__Short problem 1__
In the passage on Scots heritage in Canada, where was Jimmy Sinclair born?
__Short problem 2__
Summarize the passage on Scots heritage in Canada in two sentences.
[START Reading text]
It’s refreshing to have a Scot like Alastair McIntyre ask how Canadians perceive themselves and how they celebrate their Scots heritage, rather than being lumped in with those other descendants of expatriate Scots who settled on that smaller land mass to the south of us. I believe it was Professor Edward J. Cowan, a friend and former head of the School of Scottish Studies at the University of Guelph, Ontario, now head of the Department of Scottish History at the University of Glasgow, who, during one of his lively lectures, displayed one of those traditional maps of Scotland showing the Shetland Islands in a small box at the top right hand corner. Ted explained that the inhabitants of the latter were so fed up with being identified as that tiny spot at the top right hand corner of the map, they decided to produce their own map of the Shetland Islands showing Mainland Scotland in a small box at the bottom left hand corner of the map. My favourite analogy is Ludovic Kennedy’s "In Bed with an Elephant, A Journey through Scotland’s Past and Present" (1995), where the Anglo-Scot broadcaster and writer chose the title from a 1969 speech given by Canadian Prime Minister Pierre Trudeau in Washington, DC to relate with humour his view of Scotland’s rather stormy relationship with England over the centuries. Trudeau’s mother was an Elliott and his father-in-law was Jimmy Sinclair, Rhodes scholar, RCAF fighter pilot in WW II, a well-known federal politician and businessman in Vancouver, BC who was born in Grange, Banffshire.
[END Reading text]
[START Raw data]
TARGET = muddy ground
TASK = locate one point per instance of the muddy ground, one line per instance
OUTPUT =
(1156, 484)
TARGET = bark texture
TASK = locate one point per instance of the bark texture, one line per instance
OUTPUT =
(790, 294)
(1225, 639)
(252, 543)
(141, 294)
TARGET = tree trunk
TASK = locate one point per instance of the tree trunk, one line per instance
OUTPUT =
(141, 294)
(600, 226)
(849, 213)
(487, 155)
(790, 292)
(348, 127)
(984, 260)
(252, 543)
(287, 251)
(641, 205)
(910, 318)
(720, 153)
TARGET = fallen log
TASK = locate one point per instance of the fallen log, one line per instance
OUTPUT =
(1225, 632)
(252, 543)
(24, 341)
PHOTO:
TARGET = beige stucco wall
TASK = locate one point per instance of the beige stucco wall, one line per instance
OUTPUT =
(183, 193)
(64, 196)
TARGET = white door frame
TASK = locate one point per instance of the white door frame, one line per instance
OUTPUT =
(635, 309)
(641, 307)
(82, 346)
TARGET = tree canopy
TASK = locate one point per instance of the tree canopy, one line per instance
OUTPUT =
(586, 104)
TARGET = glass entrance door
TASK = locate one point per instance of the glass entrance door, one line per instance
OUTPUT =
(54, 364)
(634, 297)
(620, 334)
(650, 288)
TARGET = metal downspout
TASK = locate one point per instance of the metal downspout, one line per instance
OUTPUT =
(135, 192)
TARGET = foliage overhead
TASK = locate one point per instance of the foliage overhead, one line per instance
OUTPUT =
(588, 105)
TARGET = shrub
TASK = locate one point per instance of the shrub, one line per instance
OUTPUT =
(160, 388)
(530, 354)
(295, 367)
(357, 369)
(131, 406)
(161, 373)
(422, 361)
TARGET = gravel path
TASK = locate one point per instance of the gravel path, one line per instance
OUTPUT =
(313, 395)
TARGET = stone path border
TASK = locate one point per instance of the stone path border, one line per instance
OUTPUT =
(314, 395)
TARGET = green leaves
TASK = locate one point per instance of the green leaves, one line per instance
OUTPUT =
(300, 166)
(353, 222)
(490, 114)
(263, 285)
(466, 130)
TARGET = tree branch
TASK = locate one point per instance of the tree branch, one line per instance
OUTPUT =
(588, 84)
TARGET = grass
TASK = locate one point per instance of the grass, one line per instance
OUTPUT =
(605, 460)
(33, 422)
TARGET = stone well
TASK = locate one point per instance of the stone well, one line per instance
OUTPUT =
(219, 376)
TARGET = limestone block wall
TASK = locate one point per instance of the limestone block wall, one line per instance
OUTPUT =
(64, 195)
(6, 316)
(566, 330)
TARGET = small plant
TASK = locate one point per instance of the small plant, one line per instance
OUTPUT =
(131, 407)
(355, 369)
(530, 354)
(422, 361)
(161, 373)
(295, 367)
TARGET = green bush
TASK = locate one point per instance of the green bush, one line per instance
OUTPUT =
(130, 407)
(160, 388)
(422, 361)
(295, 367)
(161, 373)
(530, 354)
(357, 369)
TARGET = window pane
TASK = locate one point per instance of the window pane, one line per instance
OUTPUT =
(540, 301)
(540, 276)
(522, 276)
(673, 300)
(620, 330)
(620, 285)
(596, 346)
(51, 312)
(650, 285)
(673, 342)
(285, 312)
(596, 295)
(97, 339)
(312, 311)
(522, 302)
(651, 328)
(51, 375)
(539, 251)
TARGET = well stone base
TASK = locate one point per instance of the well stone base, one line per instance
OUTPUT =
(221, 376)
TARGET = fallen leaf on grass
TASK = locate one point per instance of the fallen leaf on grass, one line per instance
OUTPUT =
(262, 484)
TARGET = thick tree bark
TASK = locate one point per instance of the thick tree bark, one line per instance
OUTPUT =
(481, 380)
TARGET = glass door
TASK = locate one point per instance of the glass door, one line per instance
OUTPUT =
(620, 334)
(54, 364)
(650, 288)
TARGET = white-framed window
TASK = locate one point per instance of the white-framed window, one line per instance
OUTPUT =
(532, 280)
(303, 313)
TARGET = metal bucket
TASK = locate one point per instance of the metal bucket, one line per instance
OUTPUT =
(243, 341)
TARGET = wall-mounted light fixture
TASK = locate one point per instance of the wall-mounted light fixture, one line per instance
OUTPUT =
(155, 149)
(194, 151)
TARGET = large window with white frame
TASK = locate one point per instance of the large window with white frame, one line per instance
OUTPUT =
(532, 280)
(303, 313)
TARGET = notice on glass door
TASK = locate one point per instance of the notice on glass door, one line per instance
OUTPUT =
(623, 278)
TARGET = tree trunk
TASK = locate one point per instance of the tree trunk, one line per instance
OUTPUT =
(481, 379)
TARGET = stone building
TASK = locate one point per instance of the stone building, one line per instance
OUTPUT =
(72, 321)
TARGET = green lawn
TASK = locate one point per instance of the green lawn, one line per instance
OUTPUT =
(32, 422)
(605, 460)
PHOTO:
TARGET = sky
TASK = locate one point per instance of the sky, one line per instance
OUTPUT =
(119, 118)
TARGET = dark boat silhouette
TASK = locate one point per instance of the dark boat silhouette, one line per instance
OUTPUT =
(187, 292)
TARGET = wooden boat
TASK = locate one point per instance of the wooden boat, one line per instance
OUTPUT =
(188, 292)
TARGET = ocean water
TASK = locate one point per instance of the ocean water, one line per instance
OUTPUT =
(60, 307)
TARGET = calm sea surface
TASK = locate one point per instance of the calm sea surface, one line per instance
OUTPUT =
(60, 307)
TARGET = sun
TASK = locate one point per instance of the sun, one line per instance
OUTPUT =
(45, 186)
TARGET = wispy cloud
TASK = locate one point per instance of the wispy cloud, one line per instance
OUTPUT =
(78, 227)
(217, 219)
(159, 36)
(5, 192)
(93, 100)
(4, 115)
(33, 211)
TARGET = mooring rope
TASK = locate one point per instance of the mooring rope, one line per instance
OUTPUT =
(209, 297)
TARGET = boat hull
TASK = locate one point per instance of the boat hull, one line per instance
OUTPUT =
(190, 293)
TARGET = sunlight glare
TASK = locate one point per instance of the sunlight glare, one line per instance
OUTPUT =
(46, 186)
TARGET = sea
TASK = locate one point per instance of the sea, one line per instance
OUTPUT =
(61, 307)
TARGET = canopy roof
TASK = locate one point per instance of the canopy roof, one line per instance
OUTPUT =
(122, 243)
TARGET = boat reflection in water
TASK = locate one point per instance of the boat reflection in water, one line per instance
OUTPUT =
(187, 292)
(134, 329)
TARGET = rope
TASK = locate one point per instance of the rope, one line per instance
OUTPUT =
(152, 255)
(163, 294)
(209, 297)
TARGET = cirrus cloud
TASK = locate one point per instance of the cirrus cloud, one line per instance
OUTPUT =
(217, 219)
[END Raw data]
__Reply 1__
Grange, Banffshire.

__Reply 2__
The writer welcomes Alastair McIntyre's question about how Canadians see themselves and celebrate their Scots heritage, rather than lumping them with descendants of Scots who settled to the south. The writer also recalls a lecture, likely by Professor Edward J. Cowan, about Shetlanders who made their own map placing Mainland Scotland in a small box, and names a favorite analogy: Ludovic Kennedy's "In Bed with an Elephant" (1995), whose title comes from a 1969 Washington speech by Canadian Prime Minister Pierre Trudeau.